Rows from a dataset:
▽
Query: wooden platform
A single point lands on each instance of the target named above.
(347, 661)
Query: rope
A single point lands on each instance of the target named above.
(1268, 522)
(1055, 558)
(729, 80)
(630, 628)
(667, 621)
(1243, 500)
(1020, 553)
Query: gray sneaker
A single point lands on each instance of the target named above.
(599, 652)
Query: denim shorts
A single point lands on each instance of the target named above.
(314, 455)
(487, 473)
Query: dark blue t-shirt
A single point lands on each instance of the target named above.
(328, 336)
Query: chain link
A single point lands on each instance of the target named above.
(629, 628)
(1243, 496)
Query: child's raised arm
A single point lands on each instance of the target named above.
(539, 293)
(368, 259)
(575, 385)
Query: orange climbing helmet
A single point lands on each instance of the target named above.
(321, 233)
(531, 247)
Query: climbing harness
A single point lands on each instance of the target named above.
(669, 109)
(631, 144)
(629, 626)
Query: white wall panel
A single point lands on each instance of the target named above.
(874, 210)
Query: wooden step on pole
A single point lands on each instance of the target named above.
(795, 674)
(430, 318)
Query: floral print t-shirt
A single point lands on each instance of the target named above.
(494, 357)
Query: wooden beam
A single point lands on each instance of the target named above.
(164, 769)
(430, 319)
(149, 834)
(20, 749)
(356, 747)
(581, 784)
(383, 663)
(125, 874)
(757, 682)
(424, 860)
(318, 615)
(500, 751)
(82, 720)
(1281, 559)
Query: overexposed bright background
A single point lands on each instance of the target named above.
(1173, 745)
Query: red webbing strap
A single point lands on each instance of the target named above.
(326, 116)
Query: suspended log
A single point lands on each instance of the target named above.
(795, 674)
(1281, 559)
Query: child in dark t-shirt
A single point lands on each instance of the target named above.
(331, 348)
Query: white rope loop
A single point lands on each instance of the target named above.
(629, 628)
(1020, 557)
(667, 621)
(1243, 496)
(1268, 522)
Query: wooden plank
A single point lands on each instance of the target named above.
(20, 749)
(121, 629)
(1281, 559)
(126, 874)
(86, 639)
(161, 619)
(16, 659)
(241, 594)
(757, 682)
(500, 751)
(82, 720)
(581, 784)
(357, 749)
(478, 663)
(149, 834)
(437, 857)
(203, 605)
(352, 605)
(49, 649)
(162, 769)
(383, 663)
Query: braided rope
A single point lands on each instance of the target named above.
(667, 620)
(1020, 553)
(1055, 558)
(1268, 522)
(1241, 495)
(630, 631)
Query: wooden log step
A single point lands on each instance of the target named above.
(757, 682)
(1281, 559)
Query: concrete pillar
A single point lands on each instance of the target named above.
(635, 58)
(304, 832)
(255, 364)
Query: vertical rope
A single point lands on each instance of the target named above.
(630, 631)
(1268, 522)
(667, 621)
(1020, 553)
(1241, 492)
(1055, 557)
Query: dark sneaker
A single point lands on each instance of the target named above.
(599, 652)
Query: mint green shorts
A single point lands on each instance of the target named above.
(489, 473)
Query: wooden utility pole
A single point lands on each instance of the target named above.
△
Required work = Can you present every line of the records above as a Markdown table, with the line number in a column named Row and the line itself in a column named Line, skipping any blank lines?

Answer to this exercise =
| Row | Line |
|---|---|
| 1 | Query: wooden platform |
| 2 | A single point lands on each instance of the target named above. |
| 3 | (347, 661) |
| 4 | Query: rope |
| 5 | A single point lands on each instance of the target named above. |
| 6 | (1268, 522) |
| 7 | (1055, 558) |
| 8 | (729, 80) |
| 9 | (630, 628) |
| 10 | (667, 621) |
| 11 | (1243, 500) |
| 12 | (1020, 553) |
| 13 | Query: gray sneaker |
| 14 | A single point lands on each instance of the target named above. |
| 15 | (599, 652) |
| 16 | Query: denim shorts |
| 17 | A single point lands on each instance of the target named above. |
| 18 | (314, 455) |
| 19 | (487, 473) |
| 20 | Query: dark blue t-shirt |
| 21 | A single point lands on each instance of the target named above. |
| 22 | (328, 336) |
| 23 | Query: chain link |
| 24 | A single point lands on each instance of the target named above. |
| 25 | (629, 628) |
| 26 | (1243, 496) |
| 27 | Query: child's raised arm |
| 28 | A single point lands on each instance of the target named above. |
| 29 | (539, 293) |
| 30 | (368, 259) |
| 31 | (575, 385) |
| 32 | Query: orange climbing helmet |
| 33 | A single point lands on each instance of the target named above. |
| 34 | (321, 233) |
| 35 | (531, 247) |
| 36 | Query: climbing harness |
| 37 | A single point lands on each instance of the target named above. |
| 38 | (669, 109) |
| 39 | (631, 144) |
| 40 | (629, 626) |
| 41 | Query: white wall panel |
| 42 | A single point lands on each instance of the target named above. |
| 43 | (874, 210) |
| 44 | Query: wooden step on pole |
| 45 | A single point lands on each instance of the target named above. |
| 46 | (795, 674) |
| 47 | (430, 318) |
| 48 | Query: floral print t-shirt |
| 49 | A single point lands on each instance of the target named above. |
| 50 | (494, 357) |
| 51 | Query: wooden beam |
| 52 | A single point lands on each instance of the target named above. |
| 53 | (164, 769) |
| 54 | (430, 319) |
| 55 | (149, 834) |
| 56 | (20, 749) |
| 57 | (356, 747) |
| 58 | (581, 784) |
| 59 | (383, 663) |
| 60 | (125, 874) |
| 61 | (757, 682) |
| 62 | (424, 860) |
| 63 | (318, 615) |
| 64 | (500, 751) |
| 65 | (82, 720) |
| 66 | (1281, 559) |
| 67 | Query: overexposed bright background |
| 68 | A single point lands on each instance of the target named above. |
| 69 | (1173, 745) |
| 70 | Query: red webbing strap |
| 71 | A single point lands on each instance of the target named above. |
| 72 | (326, 116) |
| 73 | Query: suspended log |
| 74 | A single point lands on each instance of the target named above. |
| 75 | (795, 674) |
| 76 | (1281, 559) |
| 77 | Query: child in dark t-shirt |
| 78 | A single point lands on each instance of the target named above. |
| 79 | (331, 348) |
| 80 | Query: white rope loop |
| 81 | A single point lands on each instance of the target named above. |
| 82 | (629, 628) |
| 83 | (1020, 557) |
| 84 | (667, 621) |
| 85 | (1243, 496) |
| 86 | (1268, 522) |
| 87 | Query: wooden plank |
| 88 | A single point lands on each instance of the target named above. |
| 89 | (20, 749) |
| 90 | (121, 629) |
| 91 | (1281, 559) |
| 92 | (126, 874) |
| 93 | (86, 639) |
| 94 | (161, 619) |
| 95 | (16, 659) |
| 96 | (241, 594) |
| 97 | (757, 682) |
| 98 | (500, 751) |
| 99 | (82, 720) |
| 100 | (581, 784) |
| 101 | (357, 749) |
| 102 | (478, 663) |
| 103 | (149, 834) |
| 104 | (437, 857) |
| 105 | (203, 605) |
| 106 | (352, 605) |
| 107 | (49, 649) |
| 108 | (162, 769) |
| 109 | (383, 663) |
| 110 | Query: braided rope |
| 111 | A single point lands on each instance of the target named above. |
| 112 | (667, 620) |
| 113 | (1020, 553) |
| 114 | (1055, 558) |
| 115 | (1268, 522) |
| 116 | (1241, 495) |
| 117 | (630, 631) |
| 118 | Query: wooden log step |
| 119 | A single point lands on each instance of the target named above. |
| 120 | (757, 682) |
| 121 | (1281, 559) |
| 122 | Query: concrete pillar |
| 123 | A single point lands on each instance of the target named above. |
| 124 | (635, 58) |
| 125 | (304, 832) |
| 126 | (255, 364) |
| 127 | Query: vertical rope |
| 128 | A single point lands on each instance of the target named above. |
| 129 | (630, 631) |
| 130 | (1268, 522) |
| 131 | (667, 621) |
| 132 | (1020, 553) |
| 133 | (1241, 492) |
| 134 | (1055, 557) |
| 135 | Query: dark sneaker |
| 136 | A single point lands on each instance of the target named above. |
| 137 | (599, 652) |
| 138 | Query: mint green shorts |
| 139 | A single point lands on each instance of the target named above. |
| 140 | (489, 473) |
| 141 | Query: wooden utility pole |
| 142 | A single point lands on each instance of the target named above. |